Liste des tâches:
A. Restituez le passage de l'extrait sur le Kosovo qui va de «Le conflit kosovar» jusqu'à «date par certains.» inclus.
B. D'après l'extrait sur le Kosovo, quelle part de la population de la Macédoine est ethniquement albanaise ?

Extrait du texte:
- - -

Le Kosovo : un avenir incertain 
  
  
Seule la Résolution 1244 du 10 
juin 1999 régit aujourd’hui le statut du Kosovo, qui fait, en vertu de ce texte, 
partie intégrante de la République fédérale de Yougoslavie (RFY), ce qui avait 
déjà été affirmé par l’article 1-a du chapitre VII des Accords de 
Rambouillet. La question de ce rattachement à la RFY est régulièrement remis en 
cause par de nombreux kosovars albanais qui prônent l’indépendance de la 
province.  
  
Le conflit kosovar s’est étendu à 
la Macédoine, dont le tiers de la population est ethniquement albanaise. Cette 
extension du conflit avait déjà été prévue de longue date par certains.

- - -

Enregistrements affichés:
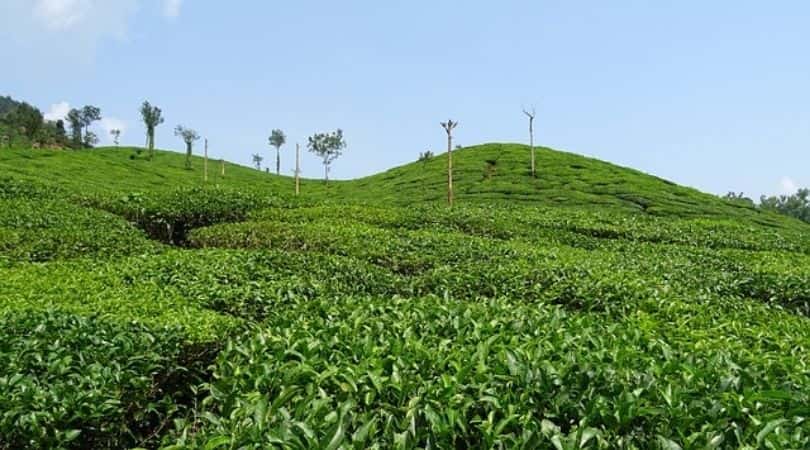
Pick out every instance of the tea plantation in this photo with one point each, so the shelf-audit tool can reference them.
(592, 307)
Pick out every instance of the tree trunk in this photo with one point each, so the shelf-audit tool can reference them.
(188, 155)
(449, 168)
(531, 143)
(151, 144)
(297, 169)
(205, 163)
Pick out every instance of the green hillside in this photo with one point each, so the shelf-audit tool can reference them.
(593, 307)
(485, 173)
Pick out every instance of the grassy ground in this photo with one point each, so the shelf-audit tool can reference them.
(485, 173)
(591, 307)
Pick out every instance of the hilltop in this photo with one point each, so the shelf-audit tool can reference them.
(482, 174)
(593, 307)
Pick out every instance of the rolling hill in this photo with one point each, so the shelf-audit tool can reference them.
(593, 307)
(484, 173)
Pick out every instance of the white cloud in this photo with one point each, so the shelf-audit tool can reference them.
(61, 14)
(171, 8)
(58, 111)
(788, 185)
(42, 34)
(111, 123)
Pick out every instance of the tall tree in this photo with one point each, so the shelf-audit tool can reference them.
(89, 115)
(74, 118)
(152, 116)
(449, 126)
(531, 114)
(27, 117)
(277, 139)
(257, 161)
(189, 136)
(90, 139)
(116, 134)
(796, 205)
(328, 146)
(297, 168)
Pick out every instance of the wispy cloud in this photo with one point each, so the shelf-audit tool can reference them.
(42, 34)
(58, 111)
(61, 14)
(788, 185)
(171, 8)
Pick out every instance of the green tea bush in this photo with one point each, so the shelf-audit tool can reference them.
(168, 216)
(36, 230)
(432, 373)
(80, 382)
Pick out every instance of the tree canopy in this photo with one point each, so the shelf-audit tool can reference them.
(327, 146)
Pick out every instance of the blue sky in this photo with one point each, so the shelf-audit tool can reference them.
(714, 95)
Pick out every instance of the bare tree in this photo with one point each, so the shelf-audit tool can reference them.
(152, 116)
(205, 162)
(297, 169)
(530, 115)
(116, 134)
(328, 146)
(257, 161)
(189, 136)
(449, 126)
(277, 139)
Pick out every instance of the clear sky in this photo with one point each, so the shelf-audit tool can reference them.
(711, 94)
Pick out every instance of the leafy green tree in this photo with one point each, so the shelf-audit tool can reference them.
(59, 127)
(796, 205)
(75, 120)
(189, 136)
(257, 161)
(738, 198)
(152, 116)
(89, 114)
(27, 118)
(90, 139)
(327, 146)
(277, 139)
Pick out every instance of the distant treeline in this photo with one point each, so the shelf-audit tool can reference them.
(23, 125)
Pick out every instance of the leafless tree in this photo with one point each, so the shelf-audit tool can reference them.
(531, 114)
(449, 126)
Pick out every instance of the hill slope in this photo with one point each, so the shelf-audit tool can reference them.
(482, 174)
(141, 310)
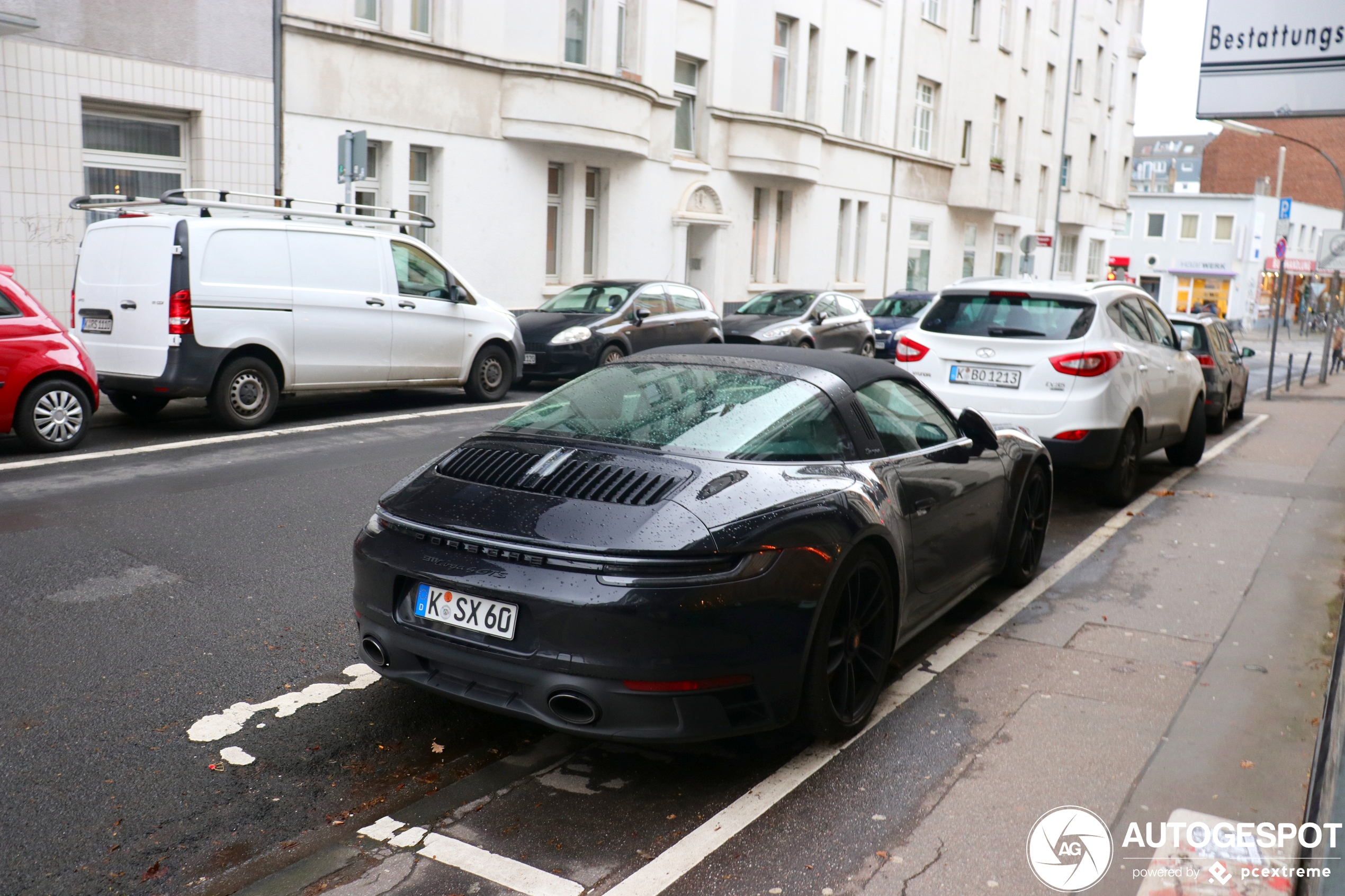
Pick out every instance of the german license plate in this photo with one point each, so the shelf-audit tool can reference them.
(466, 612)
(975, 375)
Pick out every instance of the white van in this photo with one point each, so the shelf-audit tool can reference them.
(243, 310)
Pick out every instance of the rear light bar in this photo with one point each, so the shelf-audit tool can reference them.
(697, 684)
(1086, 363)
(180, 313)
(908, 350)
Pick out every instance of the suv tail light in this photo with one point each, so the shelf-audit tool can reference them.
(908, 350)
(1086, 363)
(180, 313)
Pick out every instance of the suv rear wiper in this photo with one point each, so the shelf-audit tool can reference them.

- - -

Réponses par tâche:
A.
Le conflit kosovar s’est étendu à 
la Macédoine, dont le tiers de la population est ethniquement albanaise. Cette 
extension du conflit avait déjà été prévue de longue date par certains.

B. Le tiers de la population.